Using the information:
a - Rewrite the part of the essay about a father's drinking that opens with the words containing "The last few" and closes with "sister and brothers.", putting "clinic" in place of "hospital".
b - Extend the essay about a father's drinking by writing what comes after its last sentence.

Selected excerpt:
.....

The last few years I have been trying to prepare myself for the phone call informing me that my father has died. I have tried to prepare myself for lung cancer from the smoking, or cerrosis of the liver, liver cancer, liver failure, heart attack or all of the above from all the alcohol. I've known for a while that my dad's life will end sooner than it should, and I've tried to mentally prepare myself for that day.
Here is where my father's journey with alcohol began:
He was a teenager, I believe just thirteen years old. His father was an alcoholic. One day he went to the hospital, but before he left, he told his son (my dad) that he wasn't coming home this time. That he had to take care of his mama and sister and brothers.
My daddy lost his daddy to alcoholism as a child. You would think we would learn from our parents, but sometimes, the genes we're given are just too stubborn. Sometimes its not up to us.
I don't know exactly when my daddy started drinking heavily. It could have been shortly after his father's death, or even before. It could have been in high school or when he went to the Navy or after my parents' divorce. I don't have the age or date that this habit took hold on his life, but I do know that he's always been excellent at hiding it.

.....

Dataset excerpts:
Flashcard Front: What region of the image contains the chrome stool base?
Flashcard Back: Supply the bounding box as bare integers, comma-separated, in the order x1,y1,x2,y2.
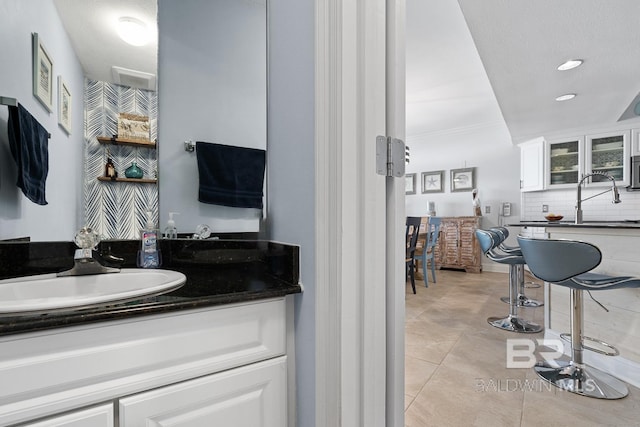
560,333,620,356
524,282,542,289
534,361,629,399
500,294,544,307
487,315,544,334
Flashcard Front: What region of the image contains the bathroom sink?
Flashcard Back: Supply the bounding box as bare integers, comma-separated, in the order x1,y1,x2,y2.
0,268,186,316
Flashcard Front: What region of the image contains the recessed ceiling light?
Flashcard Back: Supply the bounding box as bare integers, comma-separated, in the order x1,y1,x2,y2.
556,93,576,101
558,59,583,71
118,17,151,46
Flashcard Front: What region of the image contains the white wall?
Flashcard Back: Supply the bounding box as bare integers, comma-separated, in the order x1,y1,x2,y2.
405,126,520,228
0,0,84,240
158,0,267,232
266,0,316,427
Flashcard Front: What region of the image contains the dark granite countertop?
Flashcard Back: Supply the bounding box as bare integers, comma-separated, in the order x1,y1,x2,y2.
507,220,640,229
0,239,301,335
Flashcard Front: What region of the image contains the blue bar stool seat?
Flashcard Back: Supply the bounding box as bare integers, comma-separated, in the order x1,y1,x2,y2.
490,227,544,307
518,237,640,399
476,229,544,333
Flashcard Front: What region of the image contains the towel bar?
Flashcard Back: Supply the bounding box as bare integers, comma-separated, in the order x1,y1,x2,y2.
184,140,196,153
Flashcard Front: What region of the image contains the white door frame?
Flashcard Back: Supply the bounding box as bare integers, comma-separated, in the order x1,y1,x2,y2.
315,0,404,427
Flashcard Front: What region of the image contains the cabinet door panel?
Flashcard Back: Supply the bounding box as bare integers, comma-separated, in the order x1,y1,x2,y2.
440,220,459,265
460,219,480,268
25,403,115,427
520,138,544,192
120,356,287,427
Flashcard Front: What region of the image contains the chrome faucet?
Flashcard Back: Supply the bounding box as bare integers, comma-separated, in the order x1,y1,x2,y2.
575,171,621,224
58,227,120,277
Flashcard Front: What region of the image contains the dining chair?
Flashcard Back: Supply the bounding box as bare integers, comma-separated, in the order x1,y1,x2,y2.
405,216,422,294
415,216,441,288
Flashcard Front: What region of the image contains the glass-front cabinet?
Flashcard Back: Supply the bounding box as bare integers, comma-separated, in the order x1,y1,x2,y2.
547,137,583,188
585,131,630,185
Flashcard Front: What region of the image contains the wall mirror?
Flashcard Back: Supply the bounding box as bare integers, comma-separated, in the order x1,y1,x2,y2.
0,0,267,241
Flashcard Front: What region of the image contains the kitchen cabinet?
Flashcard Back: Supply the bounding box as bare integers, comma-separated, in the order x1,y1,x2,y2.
24,403,115,427
0,298,293,427
545,137,584,188
119,357,287,427
585,131,631,185
435,216,482,273
519,129,640,192
519,138,545,192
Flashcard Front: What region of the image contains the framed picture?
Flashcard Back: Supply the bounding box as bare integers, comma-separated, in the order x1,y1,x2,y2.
118,113,151,141
31,33,54,111
58,76,71,135
422,171,444,194
404,173,416,194
451,168,476,191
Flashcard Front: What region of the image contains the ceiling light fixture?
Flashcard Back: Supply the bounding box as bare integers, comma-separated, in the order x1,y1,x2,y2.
556,93,576,101
558,59,583,71
118,16,151,46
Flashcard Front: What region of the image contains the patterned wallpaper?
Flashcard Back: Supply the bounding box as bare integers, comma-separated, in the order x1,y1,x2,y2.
84,80,158,239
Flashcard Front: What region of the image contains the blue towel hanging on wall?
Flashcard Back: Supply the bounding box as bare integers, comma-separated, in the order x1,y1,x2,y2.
196,141,266,209
7,104,49,205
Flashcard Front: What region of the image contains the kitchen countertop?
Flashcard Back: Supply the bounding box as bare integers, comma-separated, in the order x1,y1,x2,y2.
507,220,640,229
0,239,302,336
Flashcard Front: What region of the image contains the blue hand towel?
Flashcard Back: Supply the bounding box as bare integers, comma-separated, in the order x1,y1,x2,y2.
196,141,266,209
7,104,49,205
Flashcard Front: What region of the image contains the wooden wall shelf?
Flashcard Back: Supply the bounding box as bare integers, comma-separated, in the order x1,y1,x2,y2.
98,176,158,184
97,136,156,148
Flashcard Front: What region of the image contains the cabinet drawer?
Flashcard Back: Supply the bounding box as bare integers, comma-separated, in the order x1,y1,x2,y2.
23,403,115,427
0,299,286,425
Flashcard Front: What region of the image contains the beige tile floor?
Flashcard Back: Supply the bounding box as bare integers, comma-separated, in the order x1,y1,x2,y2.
405,270,640,427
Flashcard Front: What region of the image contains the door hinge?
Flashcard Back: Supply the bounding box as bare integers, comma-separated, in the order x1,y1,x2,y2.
376,136,409,178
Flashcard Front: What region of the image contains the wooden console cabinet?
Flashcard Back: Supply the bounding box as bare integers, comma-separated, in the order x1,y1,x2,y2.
436,216,482,273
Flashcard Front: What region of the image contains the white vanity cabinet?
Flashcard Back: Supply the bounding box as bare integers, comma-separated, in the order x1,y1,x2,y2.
119,356,287,427
0,297,293,427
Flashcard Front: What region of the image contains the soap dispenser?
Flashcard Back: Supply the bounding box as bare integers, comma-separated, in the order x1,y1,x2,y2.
163,212,180,239
138,212,161,268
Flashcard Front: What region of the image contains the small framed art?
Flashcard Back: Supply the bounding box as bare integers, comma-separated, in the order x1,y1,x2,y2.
422,171,444,194
451,168,476,192
58,76,71,135
31,33,54,111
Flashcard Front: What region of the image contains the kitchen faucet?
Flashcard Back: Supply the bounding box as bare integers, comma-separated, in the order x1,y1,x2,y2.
58,227,120,277
575,171,621,224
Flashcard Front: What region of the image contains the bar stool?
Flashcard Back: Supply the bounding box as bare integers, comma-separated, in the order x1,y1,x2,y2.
476,229,543,333
490,227,544,307
518,237,640,399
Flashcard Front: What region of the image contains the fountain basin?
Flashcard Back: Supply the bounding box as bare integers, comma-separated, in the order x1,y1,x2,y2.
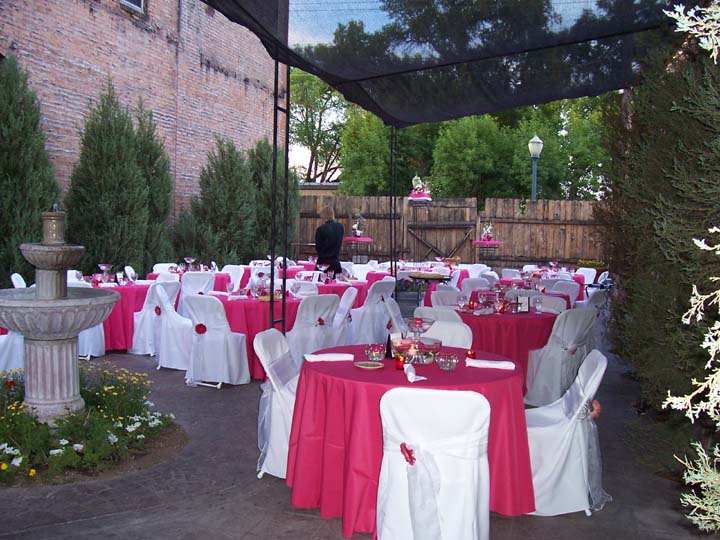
0,287,120,340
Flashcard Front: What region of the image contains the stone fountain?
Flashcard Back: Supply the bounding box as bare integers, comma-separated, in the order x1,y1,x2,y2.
0,212,120,426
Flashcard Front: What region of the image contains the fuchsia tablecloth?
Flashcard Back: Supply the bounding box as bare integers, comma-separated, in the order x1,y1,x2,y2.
147,269,233,292
286,345,535,536
103,284,150,351
458,312,557,392
216,295,300,380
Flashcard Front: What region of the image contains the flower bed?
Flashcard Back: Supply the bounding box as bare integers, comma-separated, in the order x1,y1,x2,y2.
0,363,174,483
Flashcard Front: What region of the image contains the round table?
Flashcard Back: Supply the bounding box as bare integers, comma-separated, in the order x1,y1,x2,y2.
286,345,535,536
458,311,557,392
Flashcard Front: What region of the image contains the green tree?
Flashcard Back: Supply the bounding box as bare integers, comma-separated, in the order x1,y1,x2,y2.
66,81,148,273
0,56,59,288
135,100,173,272
290,69,348,182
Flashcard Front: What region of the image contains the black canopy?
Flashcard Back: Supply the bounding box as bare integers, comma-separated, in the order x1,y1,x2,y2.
203,0,688,127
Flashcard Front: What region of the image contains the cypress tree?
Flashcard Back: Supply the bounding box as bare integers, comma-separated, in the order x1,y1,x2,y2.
66,82,148,272
135,100,173,272
0,56,59,288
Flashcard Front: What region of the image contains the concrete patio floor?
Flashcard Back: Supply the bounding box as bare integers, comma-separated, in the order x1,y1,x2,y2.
0,296,706,540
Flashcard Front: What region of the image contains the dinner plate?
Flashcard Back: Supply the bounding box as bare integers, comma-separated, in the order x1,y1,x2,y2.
355,360,385,369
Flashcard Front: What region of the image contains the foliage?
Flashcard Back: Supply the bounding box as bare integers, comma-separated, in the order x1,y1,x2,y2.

.....

Numbered responses:
a -
The last few years I have been trying to prepare myself for the phone call informing me that my father has died. I have tried to prepare myself for lung cancer from the smoking, or cerrosis of the liver, liver cancer, liver failure, heart attack or all of the above from all the alcohol. I've known for a while that my dad's life will end sooner than it should, and I've tried to mentally prepare myself for that day.
Here is where my father's journey with alcohol began:
He was a teenager, I believe just thirteen years old. His father was an alcoholic. One day he went to the clinic, but before he left, he told his son (my dad) that he wasn't coming home this time. That he had to take care of his mama and sister and brothers.

b -
Only recently, at age 25, have I been able to tell when my father is drunk. And even then I can only tell on occasion. Looking back, I can recall times when he would call and ramble on about inherent nonsense for hours. I never questioned it as a child because I was just happy that he was actually calling me, and I didn't want to believe anything was wrong with my daddy. He never made any sense in those phone calls, and he would repeat himself over and over. It was difficult to end the conversation and get off the phone with him. As an adult, I now realize that those were times he was drunk, and probably doesn't even remember talking to me.
My dad has been drinking heavily for as long as I can remember. He has never held a steady job, and has never had the money he needs. His wife, the wild wild west, and alcohol were what made him happy. In the last year alone, this is how alcohol has been his friend.
-Drinking so much that he doesn't even notice his wife is becoming absolutely hooked on Methamphetamine.